┌─ Information provided

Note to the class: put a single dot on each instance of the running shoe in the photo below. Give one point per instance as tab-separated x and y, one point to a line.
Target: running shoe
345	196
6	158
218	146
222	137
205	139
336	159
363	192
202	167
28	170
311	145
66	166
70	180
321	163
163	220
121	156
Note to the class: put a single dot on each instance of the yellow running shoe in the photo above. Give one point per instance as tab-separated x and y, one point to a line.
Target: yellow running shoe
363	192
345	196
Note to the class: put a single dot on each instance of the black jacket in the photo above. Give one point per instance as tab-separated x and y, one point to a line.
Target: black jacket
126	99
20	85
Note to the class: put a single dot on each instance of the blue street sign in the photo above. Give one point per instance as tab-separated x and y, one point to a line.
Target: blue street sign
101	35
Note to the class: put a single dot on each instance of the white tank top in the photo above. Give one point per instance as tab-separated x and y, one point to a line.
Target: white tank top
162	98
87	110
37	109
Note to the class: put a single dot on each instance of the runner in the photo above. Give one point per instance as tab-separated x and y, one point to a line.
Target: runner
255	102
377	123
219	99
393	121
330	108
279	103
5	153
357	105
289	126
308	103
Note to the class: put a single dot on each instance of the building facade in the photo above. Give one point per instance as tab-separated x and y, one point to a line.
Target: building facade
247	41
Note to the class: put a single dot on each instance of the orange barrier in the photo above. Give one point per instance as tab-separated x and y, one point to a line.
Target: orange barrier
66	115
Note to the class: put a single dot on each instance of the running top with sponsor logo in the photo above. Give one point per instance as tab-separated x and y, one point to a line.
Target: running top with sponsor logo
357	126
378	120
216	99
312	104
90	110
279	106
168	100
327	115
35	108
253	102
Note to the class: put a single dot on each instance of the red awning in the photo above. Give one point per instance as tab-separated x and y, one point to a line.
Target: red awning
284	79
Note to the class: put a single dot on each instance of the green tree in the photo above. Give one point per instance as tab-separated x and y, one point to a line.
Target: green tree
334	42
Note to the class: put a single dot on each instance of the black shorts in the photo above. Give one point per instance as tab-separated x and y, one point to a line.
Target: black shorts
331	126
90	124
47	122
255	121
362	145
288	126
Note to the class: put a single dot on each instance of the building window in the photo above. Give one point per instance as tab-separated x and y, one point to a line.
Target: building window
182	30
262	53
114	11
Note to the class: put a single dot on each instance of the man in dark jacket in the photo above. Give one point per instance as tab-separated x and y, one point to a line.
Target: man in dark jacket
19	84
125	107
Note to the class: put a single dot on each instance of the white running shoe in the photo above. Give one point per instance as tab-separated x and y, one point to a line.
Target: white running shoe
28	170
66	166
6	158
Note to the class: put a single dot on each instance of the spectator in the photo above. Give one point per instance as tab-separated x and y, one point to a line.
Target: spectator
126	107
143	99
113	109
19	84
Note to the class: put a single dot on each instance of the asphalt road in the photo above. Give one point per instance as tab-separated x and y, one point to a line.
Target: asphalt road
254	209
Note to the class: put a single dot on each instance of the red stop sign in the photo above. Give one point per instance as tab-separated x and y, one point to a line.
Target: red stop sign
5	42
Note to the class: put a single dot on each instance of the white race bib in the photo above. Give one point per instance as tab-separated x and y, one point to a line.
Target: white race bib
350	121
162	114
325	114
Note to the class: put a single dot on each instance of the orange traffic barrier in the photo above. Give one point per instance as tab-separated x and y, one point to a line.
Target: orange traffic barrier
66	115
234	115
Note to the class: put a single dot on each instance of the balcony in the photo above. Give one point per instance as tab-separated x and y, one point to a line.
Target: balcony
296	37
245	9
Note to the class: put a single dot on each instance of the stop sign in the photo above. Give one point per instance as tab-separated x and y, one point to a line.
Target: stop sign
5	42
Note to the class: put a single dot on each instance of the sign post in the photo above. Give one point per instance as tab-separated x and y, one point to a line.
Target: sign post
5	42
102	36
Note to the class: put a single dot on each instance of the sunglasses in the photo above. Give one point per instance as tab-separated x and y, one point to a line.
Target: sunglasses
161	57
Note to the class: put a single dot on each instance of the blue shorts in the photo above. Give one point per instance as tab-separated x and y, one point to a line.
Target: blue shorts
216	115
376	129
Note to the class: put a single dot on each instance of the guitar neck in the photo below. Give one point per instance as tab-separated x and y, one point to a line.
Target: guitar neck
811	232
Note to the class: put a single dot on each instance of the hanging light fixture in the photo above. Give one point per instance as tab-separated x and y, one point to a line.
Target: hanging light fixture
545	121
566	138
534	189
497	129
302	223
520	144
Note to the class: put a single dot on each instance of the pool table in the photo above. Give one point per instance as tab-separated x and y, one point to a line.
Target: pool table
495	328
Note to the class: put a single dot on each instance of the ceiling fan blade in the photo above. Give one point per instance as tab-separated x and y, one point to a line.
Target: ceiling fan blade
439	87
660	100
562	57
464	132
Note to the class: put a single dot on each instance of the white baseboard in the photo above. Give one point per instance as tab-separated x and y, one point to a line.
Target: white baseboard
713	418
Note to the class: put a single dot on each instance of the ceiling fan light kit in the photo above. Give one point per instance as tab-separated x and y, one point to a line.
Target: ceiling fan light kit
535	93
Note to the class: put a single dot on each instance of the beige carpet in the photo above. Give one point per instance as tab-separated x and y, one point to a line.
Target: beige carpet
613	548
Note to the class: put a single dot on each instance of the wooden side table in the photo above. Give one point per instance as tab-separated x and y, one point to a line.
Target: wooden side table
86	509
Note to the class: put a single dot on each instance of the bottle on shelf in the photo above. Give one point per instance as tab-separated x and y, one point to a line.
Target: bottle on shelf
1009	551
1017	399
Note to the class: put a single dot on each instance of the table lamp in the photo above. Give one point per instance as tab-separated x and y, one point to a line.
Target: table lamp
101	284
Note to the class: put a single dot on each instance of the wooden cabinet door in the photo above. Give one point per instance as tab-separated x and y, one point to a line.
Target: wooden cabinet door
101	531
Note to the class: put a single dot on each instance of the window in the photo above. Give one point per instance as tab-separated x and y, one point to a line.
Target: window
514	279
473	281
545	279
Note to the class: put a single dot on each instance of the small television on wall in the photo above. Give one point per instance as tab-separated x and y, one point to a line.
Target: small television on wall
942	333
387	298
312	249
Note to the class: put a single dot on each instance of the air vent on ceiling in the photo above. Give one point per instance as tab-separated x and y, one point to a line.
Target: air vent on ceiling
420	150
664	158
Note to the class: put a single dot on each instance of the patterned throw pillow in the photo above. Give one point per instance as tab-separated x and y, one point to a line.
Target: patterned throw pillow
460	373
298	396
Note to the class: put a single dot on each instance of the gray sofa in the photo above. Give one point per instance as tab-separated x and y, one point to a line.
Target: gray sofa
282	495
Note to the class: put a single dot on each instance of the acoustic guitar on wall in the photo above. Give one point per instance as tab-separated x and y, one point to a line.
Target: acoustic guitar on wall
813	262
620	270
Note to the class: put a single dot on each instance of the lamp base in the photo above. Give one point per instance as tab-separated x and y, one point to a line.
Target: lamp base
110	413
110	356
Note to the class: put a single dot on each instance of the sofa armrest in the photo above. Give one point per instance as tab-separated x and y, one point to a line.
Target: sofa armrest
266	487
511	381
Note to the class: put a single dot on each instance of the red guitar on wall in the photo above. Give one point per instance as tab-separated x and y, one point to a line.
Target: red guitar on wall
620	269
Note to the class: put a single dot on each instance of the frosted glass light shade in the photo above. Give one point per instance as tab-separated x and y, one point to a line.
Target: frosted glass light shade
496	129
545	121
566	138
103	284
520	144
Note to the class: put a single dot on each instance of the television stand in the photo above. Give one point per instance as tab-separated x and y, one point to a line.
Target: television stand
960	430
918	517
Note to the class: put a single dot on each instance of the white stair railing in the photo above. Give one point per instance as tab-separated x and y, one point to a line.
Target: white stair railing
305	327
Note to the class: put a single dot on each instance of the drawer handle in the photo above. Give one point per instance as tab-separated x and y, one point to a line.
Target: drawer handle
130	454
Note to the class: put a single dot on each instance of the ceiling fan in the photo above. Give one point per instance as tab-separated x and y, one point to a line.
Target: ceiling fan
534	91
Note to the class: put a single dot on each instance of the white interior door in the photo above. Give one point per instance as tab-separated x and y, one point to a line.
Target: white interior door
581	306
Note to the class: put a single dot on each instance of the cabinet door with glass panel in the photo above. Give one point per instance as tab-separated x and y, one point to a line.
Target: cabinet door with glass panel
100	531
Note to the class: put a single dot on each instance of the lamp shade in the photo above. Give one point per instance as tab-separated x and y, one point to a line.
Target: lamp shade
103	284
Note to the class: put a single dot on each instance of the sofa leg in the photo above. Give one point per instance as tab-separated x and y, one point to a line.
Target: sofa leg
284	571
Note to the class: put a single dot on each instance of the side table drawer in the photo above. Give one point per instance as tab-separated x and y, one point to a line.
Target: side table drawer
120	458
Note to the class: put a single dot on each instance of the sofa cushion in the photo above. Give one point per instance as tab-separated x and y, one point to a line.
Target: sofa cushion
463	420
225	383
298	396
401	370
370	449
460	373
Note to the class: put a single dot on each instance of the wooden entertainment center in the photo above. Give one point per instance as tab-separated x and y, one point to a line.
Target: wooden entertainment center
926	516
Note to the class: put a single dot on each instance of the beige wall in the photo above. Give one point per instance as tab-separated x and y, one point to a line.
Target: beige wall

└─

- **What to produce**
Lines holding the string "below" in the records: how many are there? Give only the number.

- **Reply to the task**
2